======== TEXTO DA PÁGINA

O filósofo Adriano Correia Silva chama atenção para a barbárie instituída e a banalidade do mal como o desafio que os tempos sombrios apresentam à compreensão

Ao debruçar-se sobre a banalidade do mal, Hannah Arendt reforça que o termo não se refere a uma doutrina ou teoria, mas a características bastante factuais, cujo único traço distintivo seria uma extraordinária superficialidade. “A banalidade do mal tem a ver, antes de tudo, com a concepção de um mal no qual frequentemente não há conexão entre motivos e feitos e no qual a magnitude da maldade do agente e de seus interesses egoístas é flagrantemente desproporcional com relação à magnitude de seus feitos”, esclarece o filósofo Adriano Correia Silva.

“Penso que o central na interpretação arendtiana é o estabelecimento de vínculos entre a ascensão do totalitarismo e elementos centrais à modernidade política europeia, como o antissemitismo, o imperialismo e a sociedade de massas”, defende ele, em entrevista concedida por e-mail à IHU On-Line. “Ainda que bastardo, por assim dizer, o totalitarismo é filho da modernidade política e não pode ser assimilado sem mais à pura barbárie”, conclui.

Adriano Correia Silva possui graduação em Filosofia (bacharelado e licenciatura) pela PUC de Campinas e mestrado em Filosofia pela mesma universidade. É também mestre em Educação e doutor em Filosofia pela Unicamp. Leciona desde 2006 na Universidade Federal de Goiás – UFG, onde atua como diretor da Faculdade de Filosofia. Silva foi organizador dos livros Transpondo o abismo: Hannah Arendt entre a filosofia e a política (Rio de Janeiro: Forense Universitária, 2002) e Hannah Arendt e a condição humana (Salvador: Quarteto, 2006). Publicou ainda o livro Hannah Arendt (Rio de Janeiro: Jorge Zahar, 2007) e assina a apresentação da edição brasileira do livro A Condição Humana (São Paulo: Forense Universitária, 2003), da própria Arendt.

================

- **OBJETIVO DA TAREFA 1**
Converta em tabela Markdown as linhas da listagem a partir da linha que contém "TARGET = short hair" até a última linha da listagem, inclusive. Use as colunas Nº e Linha, numere cada linha e omita as linhas em branco.

======== INFORMAÇÕES EXIBIDAS

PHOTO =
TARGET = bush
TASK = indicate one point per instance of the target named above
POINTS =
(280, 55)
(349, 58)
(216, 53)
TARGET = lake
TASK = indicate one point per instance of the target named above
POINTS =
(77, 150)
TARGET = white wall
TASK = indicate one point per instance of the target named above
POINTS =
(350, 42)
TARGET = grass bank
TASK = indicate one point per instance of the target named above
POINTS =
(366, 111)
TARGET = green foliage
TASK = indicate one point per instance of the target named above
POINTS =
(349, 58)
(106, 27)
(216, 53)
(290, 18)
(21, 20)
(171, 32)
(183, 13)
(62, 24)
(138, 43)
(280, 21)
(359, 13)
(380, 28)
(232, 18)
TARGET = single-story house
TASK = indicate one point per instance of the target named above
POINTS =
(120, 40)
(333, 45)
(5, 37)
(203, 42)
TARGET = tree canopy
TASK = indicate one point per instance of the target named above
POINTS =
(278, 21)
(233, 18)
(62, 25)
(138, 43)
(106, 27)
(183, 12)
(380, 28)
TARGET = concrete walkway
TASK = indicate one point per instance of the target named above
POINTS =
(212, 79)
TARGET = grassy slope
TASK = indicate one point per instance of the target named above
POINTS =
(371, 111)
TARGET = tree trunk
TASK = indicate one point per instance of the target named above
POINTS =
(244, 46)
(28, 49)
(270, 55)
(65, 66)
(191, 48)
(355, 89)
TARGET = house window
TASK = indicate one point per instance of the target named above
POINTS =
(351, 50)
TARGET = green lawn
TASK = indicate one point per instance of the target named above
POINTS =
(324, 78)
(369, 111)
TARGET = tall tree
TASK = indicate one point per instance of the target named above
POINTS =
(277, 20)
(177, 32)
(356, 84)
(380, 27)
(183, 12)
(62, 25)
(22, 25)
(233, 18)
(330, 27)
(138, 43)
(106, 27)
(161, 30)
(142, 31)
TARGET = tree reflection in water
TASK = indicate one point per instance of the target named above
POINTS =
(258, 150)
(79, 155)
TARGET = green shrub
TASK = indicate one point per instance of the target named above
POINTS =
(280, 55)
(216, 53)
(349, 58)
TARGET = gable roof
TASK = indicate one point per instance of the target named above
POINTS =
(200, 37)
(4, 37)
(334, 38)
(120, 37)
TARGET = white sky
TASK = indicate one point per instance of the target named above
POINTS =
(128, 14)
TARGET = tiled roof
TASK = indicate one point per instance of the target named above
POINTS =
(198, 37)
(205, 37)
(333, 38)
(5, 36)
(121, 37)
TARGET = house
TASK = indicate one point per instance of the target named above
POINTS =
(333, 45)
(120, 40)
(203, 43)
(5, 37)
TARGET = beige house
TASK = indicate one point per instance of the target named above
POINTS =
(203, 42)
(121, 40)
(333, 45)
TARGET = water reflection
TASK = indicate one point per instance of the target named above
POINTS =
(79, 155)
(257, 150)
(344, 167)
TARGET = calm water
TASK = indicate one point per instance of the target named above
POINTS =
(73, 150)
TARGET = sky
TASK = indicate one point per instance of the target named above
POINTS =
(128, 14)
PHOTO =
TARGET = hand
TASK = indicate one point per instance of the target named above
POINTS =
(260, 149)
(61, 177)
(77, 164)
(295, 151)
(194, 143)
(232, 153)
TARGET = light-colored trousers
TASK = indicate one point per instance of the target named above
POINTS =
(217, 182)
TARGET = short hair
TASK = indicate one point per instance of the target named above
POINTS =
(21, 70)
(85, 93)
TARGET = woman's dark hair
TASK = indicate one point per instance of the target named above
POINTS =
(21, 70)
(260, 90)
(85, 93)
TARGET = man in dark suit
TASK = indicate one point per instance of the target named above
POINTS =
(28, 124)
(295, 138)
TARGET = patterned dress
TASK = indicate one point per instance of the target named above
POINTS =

================

- **OBJETIVO DA TAREFA 2**
Dê continuidade ao texto sobre a banalidade do mal em Hannah Arendt, começando logo depois da última frase apresentada.

- **RESPOSTA ESCRITA 1**
| Nº | Linha |
|---|---|
| 1 | TARGET = short hair |
| 2 | TASK = indicate one point per instance of the target named above |
| 3 | POINTS = |
| 4 | (21, 70) |
| 5 | (85, 93) |
| 6 | TARGET = woman's dark hair |
| 7 | TASK = indicate one point per instance of the target named above |
| 8 | POINTS = |
| 9 | (21, 70) |
| 10 | (260, 90) |
| 11 | (85, 93) |
| 12 | TARGET = man in dark suit |
| 13 | TASK = indicate one point per instance of the target named above |
| 14 | POINTS = |
| 15 | (28, 124) |
| 16 | (295, 138) |
| 17 | TARGET = patterned dress |
| 18 | TASK = indicate one point per instance of the target named above |
| 19 | POINTS = |

- **RESPOSTA ESCRITA 2**
Confira a entrevista.

IHU On-Line - O que é o mal radical? Qual é a concepção de Kant sobre esse conceito?
Adriano Correia Silva
- Arendt emprega o conceito de “mal radical” no finalzinho de As origens do totalitarismo (São Paulo: Companhia das Letras, 1997), para se referir ao mal que teria se traduzido na tentativa de erradicação da pluralidade humana nos campos de extermínio. Ainda que faça referência a Kant, Arendt associa o termo radical a extremo ou absoluto, o que não é o caso em Kant. Na busca por identificar o fundamento da propensão para o mal no homem, Kant se vê diante da dificuldade de ter de conciliar natureza e liberdade. Com efeito, se compreendemos o mal como decorrente de algum condicionamento natural, ainda que seja uma fraqueza, necessariamente o homem seria inimputável, pois não poderia ser considerado efetivamente responsável (na medida em que não é livre) pelas ações que desencadeasse. Kant, por razões óbvias, busca evitar tal compreensão, sustentando que há no homem uma propensão para o mal, mas antes como uma tendência deliberativa, por assim dizer, e não como algum impulso natural. Essa tendência deliberativa equivale a uma propensão a permitir que considerações não morais provenientes das inclinações ou apetições venham a pesar mais que as considerações morais consoantes ao imperativo categórico e sua demanda de que nossas máximas ou regras de ação possam ser universalizadas para todo agente racional. Assim, o mal radical em Kant não se refere a alguma forma particular de mal ou a alguma de suas manifestações nas ações dos homens, mas mais propriamente ao fundamento da possibilidade de todo mal moral.

IHU On-Line - E como podemos compreender adequadamente a ideia de banalidade do mal de Hannah Arendt?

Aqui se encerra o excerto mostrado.